---- RECORDS FOR THIS EXERCISE

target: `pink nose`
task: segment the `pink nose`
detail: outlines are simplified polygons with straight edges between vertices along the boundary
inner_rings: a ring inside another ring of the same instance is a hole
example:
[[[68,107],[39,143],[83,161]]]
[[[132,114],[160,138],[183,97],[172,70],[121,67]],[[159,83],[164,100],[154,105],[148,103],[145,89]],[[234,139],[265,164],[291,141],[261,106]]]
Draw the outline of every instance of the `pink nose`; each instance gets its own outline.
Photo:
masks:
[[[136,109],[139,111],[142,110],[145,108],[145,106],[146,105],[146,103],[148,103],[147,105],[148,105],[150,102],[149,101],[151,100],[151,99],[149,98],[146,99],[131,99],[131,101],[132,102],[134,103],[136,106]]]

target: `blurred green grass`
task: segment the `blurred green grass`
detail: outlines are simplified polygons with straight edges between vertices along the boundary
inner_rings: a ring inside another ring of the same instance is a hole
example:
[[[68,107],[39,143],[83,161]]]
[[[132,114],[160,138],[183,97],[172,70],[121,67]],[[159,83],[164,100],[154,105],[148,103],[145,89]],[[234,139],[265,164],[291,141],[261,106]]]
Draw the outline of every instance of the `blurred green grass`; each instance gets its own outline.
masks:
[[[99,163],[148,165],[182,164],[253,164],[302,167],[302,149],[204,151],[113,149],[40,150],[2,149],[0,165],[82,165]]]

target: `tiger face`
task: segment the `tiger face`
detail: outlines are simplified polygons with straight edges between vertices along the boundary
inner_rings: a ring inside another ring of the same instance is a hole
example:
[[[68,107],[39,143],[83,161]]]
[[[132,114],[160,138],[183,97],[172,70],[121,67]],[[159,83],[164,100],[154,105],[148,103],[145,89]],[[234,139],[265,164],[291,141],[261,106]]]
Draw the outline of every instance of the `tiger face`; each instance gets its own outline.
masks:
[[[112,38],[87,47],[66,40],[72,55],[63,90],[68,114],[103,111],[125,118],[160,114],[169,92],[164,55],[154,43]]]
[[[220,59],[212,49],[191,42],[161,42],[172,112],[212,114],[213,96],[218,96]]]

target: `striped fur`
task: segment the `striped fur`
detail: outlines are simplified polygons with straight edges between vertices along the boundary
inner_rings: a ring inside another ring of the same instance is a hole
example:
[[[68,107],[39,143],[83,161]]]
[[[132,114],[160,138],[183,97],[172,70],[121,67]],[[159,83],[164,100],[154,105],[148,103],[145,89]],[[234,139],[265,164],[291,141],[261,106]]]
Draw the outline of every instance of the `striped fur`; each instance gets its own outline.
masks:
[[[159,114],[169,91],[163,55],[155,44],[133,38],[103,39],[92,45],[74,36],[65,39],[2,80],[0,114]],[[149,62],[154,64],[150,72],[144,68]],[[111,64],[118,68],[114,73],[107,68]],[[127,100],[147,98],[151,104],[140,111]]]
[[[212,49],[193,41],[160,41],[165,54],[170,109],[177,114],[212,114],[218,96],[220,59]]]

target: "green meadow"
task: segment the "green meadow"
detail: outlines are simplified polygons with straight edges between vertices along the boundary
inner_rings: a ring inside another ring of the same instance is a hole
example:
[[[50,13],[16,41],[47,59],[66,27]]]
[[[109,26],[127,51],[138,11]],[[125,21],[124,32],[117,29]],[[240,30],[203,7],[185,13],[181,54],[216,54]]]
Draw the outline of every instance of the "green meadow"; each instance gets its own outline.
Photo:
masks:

--------

#### REQUIREMENTS
Please tally the lines of the records above that contain the string "pink" and reply with only that number.

#### WRITTEN ANSWER
3